***** Exercise data *****
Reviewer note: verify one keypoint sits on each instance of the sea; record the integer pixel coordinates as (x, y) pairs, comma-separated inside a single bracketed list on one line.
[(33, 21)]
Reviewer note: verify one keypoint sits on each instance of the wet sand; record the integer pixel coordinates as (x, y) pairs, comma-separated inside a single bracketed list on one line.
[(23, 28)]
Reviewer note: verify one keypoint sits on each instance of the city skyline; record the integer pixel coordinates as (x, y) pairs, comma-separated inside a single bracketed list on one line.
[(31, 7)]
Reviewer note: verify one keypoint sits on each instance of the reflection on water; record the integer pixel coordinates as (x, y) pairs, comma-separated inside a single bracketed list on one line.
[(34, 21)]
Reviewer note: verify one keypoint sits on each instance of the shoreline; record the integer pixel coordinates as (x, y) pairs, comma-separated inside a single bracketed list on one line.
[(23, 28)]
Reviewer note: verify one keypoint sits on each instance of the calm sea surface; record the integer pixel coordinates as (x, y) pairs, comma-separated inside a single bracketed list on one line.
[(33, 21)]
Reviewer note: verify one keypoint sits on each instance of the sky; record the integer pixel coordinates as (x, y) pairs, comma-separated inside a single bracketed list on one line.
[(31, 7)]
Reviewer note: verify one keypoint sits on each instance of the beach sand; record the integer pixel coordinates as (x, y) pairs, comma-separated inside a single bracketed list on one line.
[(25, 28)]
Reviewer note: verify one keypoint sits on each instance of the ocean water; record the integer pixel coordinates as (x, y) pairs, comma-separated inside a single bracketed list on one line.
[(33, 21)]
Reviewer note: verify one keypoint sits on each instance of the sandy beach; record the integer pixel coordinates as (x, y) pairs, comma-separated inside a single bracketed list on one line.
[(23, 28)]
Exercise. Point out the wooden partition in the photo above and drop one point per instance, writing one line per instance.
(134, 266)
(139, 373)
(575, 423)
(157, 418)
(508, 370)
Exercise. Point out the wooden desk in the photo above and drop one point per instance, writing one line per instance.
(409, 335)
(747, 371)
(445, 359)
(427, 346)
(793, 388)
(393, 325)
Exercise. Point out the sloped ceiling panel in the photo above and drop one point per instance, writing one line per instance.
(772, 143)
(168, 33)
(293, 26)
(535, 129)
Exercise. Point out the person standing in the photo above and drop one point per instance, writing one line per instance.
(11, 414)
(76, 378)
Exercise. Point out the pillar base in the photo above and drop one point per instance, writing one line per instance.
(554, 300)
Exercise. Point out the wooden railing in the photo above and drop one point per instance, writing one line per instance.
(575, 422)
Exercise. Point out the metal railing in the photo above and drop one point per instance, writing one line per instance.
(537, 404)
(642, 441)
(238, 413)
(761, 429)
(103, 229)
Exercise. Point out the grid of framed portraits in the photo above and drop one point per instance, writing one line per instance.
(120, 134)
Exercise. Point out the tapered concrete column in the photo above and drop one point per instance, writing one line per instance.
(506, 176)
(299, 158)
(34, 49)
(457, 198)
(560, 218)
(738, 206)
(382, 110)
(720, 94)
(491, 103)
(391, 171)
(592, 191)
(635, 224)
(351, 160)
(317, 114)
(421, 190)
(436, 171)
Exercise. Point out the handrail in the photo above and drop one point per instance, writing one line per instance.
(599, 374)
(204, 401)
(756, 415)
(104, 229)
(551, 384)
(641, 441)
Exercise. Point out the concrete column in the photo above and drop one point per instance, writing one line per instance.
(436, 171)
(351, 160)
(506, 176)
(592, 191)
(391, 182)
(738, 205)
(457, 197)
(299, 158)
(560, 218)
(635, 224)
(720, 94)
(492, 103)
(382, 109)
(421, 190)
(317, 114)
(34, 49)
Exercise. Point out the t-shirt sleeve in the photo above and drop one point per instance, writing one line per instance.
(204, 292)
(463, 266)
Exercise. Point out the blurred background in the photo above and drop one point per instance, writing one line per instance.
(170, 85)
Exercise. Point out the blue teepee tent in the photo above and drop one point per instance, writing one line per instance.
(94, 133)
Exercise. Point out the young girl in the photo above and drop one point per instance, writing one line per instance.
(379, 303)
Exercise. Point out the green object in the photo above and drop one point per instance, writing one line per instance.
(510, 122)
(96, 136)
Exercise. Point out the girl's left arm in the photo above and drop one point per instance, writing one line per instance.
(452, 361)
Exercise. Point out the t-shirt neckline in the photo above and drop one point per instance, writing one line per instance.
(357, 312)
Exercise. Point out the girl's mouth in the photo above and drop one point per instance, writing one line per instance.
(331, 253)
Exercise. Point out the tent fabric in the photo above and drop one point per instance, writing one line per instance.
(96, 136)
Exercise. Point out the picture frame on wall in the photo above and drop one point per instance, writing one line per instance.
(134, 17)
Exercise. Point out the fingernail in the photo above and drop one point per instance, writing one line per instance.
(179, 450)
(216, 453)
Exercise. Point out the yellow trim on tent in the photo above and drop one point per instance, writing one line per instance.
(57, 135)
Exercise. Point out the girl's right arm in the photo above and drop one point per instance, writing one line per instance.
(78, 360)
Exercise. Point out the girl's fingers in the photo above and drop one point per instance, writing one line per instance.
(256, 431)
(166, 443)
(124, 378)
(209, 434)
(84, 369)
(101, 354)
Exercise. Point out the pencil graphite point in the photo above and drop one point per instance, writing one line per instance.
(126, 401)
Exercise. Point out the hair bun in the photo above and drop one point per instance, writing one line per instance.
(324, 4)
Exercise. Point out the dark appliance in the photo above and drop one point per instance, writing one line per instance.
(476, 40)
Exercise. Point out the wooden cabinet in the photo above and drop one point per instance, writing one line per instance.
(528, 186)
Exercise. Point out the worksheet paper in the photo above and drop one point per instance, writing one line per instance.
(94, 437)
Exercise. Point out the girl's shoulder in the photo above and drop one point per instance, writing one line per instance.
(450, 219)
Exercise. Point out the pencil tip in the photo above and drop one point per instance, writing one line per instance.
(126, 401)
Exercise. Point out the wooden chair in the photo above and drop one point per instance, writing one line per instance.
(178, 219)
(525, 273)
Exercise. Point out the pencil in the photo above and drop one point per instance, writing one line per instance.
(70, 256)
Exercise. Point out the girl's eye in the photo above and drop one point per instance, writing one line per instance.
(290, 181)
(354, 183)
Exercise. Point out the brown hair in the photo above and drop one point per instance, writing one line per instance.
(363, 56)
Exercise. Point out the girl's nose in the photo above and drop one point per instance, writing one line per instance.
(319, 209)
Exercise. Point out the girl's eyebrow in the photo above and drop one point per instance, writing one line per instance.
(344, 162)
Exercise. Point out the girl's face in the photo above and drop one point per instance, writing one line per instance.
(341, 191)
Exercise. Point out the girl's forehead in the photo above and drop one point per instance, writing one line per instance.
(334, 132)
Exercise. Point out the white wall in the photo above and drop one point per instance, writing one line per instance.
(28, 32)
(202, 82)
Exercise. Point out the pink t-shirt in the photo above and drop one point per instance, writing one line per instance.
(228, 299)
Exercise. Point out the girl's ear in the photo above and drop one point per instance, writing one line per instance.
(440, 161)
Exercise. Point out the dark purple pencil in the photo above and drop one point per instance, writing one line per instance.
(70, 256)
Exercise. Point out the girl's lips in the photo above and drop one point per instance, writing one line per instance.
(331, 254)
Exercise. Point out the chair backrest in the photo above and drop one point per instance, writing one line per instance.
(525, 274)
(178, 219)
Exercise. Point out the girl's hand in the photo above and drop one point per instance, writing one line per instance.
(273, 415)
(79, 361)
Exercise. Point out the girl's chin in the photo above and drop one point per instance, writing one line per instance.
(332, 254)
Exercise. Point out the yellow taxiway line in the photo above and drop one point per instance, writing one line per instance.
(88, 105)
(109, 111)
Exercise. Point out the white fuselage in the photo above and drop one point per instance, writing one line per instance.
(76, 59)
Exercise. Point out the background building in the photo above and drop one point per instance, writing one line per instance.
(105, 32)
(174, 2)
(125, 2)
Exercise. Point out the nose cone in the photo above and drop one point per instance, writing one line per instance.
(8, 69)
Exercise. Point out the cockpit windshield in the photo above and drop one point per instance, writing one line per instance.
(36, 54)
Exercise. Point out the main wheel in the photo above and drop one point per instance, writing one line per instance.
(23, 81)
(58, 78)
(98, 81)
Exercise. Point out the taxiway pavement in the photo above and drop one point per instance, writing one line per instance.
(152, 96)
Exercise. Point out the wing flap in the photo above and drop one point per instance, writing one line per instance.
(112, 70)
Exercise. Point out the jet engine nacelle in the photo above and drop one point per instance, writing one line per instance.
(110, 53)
*****
• _What is needed_: Exact copies of the lines from the one holding "Exercise. Point out the wing" to the end of the entries are all that should be written.

• _Reply to the exercise_:
Exercise. Point out the wing flap in the photo above and drop one point per instance, writing one line per instance.
(112, 70)
Exercise. Point out the jet engine nacelle in the photo above and drop one point per instance, writing one line per instance.
(110, 53)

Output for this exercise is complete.